### Problem statement
Return the lines below word for word, beginning at the start of the records and ending with the line that contains "point(609, 134)", with both ends included.

[Point placement records]
+ + + +

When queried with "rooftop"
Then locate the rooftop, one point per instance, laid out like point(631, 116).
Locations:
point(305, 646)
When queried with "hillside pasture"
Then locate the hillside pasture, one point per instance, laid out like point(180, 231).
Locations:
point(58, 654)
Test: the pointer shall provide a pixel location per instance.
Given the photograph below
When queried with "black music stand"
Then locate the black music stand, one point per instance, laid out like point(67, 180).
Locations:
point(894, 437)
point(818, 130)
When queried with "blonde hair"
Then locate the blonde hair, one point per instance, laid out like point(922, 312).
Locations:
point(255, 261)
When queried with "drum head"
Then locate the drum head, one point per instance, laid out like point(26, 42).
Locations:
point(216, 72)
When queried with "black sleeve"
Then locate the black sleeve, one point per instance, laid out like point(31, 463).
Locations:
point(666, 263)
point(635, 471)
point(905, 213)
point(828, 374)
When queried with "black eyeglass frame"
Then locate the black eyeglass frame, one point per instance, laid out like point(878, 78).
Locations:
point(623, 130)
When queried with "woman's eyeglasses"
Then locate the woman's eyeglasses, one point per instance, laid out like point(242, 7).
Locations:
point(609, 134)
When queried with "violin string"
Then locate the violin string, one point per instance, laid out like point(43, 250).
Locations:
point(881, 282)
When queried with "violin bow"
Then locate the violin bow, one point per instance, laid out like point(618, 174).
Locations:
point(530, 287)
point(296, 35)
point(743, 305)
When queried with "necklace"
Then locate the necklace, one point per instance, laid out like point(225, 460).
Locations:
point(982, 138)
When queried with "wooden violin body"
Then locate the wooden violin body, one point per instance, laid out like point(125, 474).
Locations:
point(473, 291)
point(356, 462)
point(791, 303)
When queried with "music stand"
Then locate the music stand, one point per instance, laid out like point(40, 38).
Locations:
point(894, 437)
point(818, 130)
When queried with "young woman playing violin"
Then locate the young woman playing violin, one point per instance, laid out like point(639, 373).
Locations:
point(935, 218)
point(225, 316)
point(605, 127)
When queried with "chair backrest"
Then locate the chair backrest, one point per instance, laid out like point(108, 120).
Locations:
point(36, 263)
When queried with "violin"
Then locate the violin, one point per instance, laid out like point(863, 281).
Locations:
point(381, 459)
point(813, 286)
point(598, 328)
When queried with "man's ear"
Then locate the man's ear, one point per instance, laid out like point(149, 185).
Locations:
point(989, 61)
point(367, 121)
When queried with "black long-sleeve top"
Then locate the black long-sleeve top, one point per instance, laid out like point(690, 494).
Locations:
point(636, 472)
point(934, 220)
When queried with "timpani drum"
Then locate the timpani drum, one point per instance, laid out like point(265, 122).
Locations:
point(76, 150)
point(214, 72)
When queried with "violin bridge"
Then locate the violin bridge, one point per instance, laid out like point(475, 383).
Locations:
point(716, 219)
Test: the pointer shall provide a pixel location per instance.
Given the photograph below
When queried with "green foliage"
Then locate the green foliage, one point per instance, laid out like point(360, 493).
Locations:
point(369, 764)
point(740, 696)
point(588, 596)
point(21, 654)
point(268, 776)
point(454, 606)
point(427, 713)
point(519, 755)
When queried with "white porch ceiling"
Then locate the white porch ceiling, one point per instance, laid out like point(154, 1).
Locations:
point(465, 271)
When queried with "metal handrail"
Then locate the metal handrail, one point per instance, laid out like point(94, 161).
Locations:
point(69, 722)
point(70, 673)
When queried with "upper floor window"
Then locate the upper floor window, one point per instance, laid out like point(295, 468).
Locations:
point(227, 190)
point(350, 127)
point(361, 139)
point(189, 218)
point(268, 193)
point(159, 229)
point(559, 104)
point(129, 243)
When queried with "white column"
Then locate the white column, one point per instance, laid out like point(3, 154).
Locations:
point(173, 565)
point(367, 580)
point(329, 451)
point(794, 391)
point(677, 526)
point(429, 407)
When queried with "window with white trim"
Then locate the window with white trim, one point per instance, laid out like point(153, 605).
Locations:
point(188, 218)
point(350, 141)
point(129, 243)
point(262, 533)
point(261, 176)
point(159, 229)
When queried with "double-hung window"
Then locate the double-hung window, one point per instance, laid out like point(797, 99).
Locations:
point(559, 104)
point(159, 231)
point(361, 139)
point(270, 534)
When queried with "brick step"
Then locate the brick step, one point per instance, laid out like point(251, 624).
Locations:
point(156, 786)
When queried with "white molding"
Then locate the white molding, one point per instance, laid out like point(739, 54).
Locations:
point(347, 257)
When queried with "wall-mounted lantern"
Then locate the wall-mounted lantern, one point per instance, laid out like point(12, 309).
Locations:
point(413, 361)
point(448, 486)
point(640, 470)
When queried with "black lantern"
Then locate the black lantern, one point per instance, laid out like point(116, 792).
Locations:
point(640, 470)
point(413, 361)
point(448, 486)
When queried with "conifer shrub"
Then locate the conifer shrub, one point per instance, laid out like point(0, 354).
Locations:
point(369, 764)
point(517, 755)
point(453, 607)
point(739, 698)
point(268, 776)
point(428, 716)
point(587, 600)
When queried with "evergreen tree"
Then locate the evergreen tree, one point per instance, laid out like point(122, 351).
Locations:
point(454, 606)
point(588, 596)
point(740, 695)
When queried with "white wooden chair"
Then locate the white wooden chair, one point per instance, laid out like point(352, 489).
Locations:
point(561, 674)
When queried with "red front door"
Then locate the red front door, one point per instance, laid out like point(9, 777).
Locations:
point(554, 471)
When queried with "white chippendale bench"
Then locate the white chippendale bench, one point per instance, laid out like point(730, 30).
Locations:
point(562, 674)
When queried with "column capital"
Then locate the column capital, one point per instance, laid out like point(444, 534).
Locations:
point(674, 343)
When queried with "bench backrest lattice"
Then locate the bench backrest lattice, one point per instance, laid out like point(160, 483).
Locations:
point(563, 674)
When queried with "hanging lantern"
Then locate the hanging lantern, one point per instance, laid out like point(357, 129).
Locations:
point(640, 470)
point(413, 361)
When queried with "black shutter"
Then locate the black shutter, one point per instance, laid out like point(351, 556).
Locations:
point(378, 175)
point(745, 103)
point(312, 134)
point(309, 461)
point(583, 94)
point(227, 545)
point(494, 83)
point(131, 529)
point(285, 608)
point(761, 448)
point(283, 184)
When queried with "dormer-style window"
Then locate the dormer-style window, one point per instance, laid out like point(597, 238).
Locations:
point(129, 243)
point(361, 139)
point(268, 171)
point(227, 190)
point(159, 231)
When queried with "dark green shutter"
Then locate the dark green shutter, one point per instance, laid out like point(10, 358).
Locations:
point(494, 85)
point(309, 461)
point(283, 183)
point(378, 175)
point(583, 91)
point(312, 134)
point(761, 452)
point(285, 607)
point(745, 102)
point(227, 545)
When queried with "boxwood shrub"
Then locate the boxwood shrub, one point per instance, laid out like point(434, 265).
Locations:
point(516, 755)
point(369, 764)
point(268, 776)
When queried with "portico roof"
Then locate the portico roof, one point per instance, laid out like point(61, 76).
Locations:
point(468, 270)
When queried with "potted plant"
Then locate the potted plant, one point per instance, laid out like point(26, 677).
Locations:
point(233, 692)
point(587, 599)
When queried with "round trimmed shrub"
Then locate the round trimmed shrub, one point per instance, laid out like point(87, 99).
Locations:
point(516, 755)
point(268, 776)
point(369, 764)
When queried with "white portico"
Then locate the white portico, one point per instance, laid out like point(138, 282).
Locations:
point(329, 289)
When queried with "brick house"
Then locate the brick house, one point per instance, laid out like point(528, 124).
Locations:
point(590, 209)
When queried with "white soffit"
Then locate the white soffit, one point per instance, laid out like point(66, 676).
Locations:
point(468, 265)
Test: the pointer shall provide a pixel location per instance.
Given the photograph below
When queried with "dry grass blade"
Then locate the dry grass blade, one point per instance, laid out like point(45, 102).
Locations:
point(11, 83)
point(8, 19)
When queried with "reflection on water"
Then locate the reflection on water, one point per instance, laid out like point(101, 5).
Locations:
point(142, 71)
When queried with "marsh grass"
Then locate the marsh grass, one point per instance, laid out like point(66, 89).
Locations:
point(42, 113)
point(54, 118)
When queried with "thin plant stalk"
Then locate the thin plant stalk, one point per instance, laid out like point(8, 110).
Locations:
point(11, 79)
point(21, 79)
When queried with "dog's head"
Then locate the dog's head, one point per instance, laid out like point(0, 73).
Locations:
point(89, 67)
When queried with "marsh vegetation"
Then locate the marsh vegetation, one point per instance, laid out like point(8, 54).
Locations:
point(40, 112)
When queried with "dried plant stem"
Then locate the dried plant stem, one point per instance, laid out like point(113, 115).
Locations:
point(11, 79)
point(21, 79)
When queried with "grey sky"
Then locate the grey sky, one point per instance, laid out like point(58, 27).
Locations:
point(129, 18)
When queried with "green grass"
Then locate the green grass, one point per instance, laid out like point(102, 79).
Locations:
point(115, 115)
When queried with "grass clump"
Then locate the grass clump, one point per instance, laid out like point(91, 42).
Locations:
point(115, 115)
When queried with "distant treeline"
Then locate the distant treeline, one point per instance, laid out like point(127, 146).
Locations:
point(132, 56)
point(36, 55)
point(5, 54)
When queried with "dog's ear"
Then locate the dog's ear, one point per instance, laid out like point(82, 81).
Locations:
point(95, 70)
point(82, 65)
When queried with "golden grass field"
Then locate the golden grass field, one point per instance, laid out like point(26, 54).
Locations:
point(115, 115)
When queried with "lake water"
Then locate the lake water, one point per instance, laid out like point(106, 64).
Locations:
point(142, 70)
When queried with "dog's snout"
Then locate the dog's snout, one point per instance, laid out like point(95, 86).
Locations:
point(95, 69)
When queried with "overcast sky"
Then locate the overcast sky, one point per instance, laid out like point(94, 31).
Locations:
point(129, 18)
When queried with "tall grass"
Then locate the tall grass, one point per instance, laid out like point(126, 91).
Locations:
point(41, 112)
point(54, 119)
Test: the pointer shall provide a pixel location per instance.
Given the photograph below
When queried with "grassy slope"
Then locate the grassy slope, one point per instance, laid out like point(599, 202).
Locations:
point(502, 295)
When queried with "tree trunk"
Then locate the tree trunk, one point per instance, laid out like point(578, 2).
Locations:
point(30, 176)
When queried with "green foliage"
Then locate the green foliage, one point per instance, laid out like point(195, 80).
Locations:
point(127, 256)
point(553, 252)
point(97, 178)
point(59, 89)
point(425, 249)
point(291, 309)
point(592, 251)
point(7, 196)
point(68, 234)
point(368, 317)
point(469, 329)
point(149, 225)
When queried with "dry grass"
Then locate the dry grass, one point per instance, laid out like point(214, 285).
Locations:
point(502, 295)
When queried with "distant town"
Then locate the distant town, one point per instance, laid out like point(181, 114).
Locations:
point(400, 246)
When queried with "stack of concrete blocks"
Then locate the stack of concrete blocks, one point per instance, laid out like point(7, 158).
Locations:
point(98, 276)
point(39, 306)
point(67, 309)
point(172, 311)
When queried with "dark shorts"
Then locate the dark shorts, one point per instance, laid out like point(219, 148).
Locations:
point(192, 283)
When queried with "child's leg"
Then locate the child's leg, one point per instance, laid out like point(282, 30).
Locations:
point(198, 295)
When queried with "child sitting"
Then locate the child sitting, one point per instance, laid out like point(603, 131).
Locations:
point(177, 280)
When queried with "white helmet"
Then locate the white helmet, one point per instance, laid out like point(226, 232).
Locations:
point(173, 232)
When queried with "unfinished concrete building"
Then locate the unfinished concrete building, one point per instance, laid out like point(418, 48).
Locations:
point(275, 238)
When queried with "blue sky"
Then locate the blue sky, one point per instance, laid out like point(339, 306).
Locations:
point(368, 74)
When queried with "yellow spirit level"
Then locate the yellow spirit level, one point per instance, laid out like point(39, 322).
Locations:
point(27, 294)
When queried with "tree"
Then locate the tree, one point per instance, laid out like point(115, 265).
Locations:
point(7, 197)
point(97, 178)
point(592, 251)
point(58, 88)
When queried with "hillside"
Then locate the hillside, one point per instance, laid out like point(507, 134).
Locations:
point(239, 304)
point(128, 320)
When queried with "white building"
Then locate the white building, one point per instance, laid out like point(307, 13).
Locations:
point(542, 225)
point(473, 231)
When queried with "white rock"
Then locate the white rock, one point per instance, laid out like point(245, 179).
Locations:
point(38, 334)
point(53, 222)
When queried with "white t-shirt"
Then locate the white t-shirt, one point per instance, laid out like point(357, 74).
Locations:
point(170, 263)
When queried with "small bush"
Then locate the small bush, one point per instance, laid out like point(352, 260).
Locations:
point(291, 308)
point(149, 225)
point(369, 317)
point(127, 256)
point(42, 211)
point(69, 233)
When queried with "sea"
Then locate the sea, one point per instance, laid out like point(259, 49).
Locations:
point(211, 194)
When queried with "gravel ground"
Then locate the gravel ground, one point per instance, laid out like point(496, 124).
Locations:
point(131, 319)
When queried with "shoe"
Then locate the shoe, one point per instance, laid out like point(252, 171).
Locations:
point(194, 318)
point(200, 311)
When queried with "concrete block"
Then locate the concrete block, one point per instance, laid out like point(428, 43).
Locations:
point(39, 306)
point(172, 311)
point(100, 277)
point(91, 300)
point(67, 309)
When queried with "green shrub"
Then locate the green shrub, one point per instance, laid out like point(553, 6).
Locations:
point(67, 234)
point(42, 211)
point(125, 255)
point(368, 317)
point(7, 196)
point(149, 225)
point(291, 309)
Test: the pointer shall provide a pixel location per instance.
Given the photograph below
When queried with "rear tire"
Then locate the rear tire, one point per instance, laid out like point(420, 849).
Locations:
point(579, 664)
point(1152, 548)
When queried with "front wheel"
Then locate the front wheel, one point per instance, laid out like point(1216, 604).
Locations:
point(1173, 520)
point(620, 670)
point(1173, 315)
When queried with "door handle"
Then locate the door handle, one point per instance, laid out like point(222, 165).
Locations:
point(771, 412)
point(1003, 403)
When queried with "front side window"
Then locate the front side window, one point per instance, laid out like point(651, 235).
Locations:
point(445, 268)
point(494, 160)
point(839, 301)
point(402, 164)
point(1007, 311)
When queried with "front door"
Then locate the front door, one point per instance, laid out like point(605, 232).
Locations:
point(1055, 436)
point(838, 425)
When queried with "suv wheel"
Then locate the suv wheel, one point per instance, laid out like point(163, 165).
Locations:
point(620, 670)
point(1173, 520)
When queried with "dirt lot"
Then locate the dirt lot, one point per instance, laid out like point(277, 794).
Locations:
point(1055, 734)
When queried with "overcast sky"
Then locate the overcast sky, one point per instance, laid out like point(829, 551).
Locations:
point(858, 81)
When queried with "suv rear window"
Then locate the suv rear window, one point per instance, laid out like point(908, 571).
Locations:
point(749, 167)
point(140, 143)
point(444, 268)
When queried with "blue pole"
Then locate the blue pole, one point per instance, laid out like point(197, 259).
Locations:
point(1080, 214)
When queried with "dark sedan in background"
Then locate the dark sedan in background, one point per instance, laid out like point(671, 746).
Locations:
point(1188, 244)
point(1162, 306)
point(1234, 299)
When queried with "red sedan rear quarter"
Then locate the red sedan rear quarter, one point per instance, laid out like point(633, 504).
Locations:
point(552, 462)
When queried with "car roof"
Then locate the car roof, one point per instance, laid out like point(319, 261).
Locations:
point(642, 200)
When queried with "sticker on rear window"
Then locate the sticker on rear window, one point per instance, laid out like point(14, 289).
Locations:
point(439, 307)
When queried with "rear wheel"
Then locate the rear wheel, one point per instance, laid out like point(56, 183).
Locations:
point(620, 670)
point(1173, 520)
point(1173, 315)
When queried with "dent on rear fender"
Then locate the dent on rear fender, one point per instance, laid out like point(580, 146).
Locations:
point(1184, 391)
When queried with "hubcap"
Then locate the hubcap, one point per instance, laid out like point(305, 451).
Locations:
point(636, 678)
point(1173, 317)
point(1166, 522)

+ + + +

### Task response
When queried with "rooftop"
Then locate the rooftop, one point per instance, laid out like point(631, 116).
Locations:
point(305, 646)
When queried with "hillside pasture"
Then locate the hillside pasture, one point per instance, laid out like point(180, 231).
Locations:
point(58, 654)
Test: the pointer shall provide a pixel location per instance.
Given the photograph below
When queried with "black music stand"
Then locate the black music stand, one point per instance, laid out like point(67, 180).
Locations:
point(894, 437)
point(818, 130)
When queried with "blonde hair"
Then locate the blonde hair, one point per instance, laid out like point(922, 312).
Locations:
point(255, 261)
When queried with "drum head"
Then locate the drum head, one point per instance, laid out like point(26, 42).
Locations:
point(216, 72)
When queried with "black sleeve"
Then locate the black sleeve, one point per instance, laid out like point(31, 463).
Locations:
point(666, 263)
point(635, 471)
point(905, 213)
point(828, 374)
When queried with "black eyeglass frame"
Then locate the black eyeglass frame, one point per instance, laid out like point(878, 78).
Locations:
point(623, 130)
When queried with "woman's eyeglasses"
Then locate the woman's eyeglasses, one point per instance, laid out like point(242, 7).
Locations:
point(609, 134)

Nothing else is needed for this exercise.